** start **
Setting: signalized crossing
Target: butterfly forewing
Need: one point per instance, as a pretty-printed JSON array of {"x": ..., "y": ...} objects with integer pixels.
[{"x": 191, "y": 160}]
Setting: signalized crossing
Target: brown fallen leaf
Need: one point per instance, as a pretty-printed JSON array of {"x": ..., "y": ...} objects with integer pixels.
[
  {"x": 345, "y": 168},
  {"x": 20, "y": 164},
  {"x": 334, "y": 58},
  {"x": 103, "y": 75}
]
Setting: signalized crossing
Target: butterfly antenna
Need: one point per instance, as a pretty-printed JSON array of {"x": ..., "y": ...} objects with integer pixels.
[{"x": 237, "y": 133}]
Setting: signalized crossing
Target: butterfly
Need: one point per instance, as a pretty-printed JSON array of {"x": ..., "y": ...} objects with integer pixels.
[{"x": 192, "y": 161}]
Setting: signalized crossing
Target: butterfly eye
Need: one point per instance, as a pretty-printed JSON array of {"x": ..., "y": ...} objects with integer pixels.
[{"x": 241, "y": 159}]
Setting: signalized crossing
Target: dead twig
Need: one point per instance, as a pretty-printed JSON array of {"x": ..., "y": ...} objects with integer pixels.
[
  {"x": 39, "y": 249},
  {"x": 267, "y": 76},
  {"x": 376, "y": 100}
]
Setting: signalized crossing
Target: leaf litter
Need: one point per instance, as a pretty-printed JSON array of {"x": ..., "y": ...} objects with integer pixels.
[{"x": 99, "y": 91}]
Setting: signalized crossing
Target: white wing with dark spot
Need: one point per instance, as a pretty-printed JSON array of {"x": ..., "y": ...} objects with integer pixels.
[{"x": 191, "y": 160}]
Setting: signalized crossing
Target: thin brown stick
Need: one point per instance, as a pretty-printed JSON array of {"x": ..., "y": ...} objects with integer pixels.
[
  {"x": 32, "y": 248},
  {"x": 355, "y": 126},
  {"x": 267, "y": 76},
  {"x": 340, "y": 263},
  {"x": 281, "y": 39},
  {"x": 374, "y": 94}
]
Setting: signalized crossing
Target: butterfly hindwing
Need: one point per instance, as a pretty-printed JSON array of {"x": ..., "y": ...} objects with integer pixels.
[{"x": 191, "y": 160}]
** end **
** start **
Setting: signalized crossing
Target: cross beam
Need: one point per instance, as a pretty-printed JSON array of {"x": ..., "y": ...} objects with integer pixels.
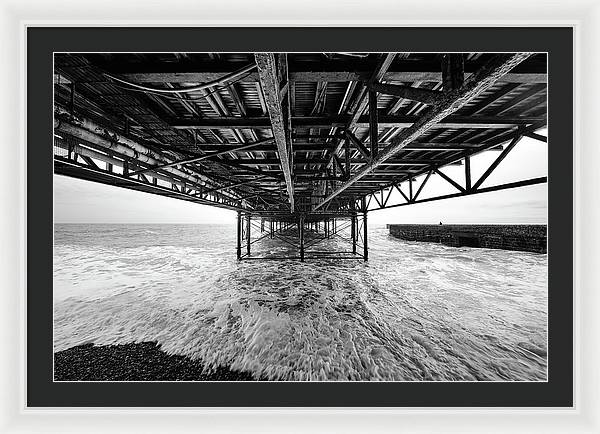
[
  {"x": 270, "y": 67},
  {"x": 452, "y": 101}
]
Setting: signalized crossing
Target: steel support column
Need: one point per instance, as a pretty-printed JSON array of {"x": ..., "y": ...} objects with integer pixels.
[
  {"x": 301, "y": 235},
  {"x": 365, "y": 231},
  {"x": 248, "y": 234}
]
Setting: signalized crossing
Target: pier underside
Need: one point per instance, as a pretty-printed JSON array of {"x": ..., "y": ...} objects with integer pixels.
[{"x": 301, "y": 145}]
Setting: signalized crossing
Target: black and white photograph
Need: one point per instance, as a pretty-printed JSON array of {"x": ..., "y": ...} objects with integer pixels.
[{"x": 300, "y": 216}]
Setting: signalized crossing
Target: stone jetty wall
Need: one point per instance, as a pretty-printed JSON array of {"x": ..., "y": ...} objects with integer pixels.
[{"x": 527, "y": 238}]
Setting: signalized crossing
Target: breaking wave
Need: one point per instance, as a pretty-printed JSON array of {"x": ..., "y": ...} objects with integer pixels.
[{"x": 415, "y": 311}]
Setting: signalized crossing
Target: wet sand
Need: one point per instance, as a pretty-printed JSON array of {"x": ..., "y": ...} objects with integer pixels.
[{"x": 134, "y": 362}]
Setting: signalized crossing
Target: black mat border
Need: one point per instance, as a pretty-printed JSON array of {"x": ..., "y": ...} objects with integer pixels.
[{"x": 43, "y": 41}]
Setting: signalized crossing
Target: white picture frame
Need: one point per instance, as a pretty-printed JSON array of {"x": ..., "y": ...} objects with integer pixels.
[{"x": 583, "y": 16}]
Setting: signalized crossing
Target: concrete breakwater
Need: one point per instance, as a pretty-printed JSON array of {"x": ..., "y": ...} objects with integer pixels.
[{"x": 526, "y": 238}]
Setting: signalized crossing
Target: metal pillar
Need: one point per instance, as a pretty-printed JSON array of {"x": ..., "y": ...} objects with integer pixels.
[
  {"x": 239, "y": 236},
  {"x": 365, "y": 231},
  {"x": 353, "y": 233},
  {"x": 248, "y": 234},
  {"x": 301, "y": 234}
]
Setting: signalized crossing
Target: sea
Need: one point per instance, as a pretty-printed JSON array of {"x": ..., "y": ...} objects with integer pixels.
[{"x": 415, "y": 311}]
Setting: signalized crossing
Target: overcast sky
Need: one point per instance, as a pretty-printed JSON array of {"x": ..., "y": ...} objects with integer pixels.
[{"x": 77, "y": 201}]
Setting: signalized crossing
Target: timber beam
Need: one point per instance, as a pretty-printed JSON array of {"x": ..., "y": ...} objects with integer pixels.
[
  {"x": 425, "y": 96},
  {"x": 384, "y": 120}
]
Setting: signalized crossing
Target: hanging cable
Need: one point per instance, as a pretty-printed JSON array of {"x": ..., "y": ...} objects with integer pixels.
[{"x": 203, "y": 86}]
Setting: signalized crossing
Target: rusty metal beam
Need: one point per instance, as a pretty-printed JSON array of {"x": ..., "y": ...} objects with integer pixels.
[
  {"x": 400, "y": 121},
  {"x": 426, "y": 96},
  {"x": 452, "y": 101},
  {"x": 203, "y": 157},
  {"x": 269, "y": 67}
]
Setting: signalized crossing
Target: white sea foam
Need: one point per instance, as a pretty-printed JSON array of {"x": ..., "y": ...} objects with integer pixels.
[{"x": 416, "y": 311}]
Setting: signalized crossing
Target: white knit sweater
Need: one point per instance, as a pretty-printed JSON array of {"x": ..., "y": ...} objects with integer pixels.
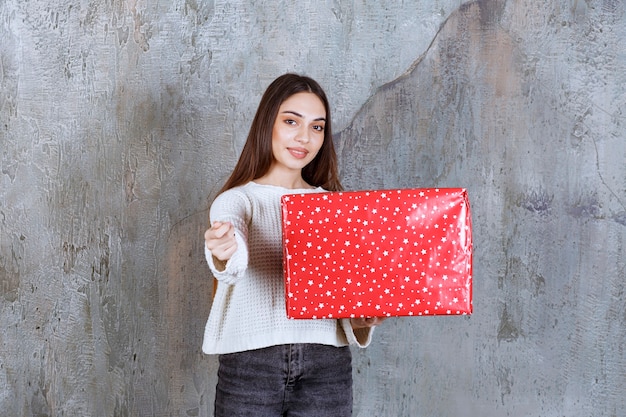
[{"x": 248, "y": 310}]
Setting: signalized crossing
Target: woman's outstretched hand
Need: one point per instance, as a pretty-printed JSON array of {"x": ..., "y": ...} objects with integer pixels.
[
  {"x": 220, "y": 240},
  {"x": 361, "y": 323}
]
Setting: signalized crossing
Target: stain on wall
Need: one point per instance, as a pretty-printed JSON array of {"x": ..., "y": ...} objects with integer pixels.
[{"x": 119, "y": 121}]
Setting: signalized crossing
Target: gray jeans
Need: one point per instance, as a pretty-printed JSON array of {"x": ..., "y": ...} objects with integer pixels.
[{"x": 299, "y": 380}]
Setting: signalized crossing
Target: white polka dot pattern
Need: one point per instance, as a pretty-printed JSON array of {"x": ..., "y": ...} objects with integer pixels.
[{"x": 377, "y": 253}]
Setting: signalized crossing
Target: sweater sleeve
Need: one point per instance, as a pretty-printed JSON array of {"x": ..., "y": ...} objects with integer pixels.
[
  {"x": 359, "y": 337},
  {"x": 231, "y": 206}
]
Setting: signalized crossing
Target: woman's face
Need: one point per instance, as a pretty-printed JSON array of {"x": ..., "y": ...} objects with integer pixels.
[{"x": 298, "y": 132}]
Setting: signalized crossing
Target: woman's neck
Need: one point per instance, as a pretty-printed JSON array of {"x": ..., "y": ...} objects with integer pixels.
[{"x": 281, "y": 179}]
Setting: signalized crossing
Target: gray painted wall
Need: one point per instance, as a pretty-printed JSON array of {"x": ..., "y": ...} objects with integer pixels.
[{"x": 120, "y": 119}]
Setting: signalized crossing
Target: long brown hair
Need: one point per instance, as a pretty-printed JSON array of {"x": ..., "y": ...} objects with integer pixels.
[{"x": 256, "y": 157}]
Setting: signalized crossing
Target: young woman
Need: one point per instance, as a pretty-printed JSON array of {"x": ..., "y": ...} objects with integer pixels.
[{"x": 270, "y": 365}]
** end **
** start **
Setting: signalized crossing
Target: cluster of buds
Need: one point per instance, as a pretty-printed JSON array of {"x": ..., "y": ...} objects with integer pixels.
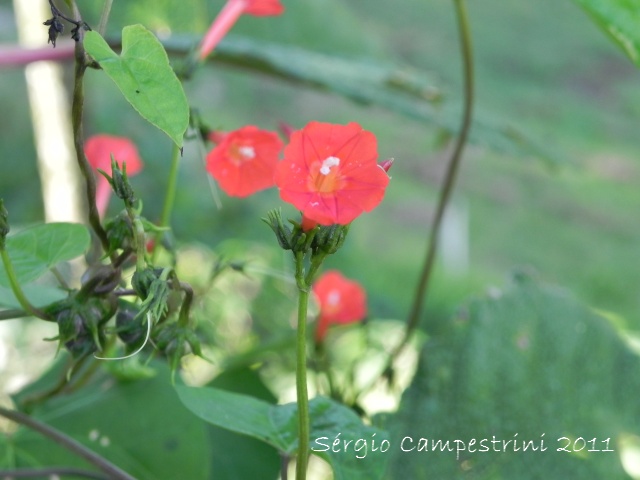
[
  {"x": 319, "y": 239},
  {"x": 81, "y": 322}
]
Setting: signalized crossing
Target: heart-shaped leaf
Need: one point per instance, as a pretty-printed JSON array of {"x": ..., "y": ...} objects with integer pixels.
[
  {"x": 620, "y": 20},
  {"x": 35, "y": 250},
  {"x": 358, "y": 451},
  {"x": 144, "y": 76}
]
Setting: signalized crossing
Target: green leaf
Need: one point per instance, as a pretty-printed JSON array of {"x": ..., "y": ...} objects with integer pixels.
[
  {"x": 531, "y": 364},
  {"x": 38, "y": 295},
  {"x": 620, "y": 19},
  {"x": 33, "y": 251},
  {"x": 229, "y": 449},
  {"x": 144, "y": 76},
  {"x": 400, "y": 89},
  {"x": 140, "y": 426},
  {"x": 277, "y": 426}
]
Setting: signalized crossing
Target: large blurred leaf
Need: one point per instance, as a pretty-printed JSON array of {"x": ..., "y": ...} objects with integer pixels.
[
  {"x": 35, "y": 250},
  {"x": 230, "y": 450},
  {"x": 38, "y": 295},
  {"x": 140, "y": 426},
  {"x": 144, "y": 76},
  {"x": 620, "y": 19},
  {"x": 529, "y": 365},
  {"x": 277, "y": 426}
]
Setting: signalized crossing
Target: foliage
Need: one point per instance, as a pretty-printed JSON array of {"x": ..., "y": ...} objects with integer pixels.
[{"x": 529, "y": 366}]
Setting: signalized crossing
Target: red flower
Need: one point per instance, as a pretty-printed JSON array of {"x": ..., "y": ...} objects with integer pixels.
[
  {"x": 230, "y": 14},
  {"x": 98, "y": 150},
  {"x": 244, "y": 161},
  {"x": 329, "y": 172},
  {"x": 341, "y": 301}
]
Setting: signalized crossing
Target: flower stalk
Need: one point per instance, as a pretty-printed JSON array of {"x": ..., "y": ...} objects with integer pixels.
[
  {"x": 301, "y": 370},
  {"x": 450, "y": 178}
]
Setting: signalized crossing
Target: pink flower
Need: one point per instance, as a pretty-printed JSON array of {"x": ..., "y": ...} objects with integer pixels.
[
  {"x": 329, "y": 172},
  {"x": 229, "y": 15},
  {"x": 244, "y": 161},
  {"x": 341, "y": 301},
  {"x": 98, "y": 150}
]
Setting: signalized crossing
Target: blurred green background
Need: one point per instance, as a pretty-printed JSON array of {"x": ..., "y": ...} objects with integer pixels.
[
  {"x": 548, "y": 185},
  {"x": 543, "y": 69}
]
** end **
» **Aim**:
Find each line in the items above that contains the word "green" and copy those lines.

» **Completed task**:
Target: green leaf
Target: blurred green background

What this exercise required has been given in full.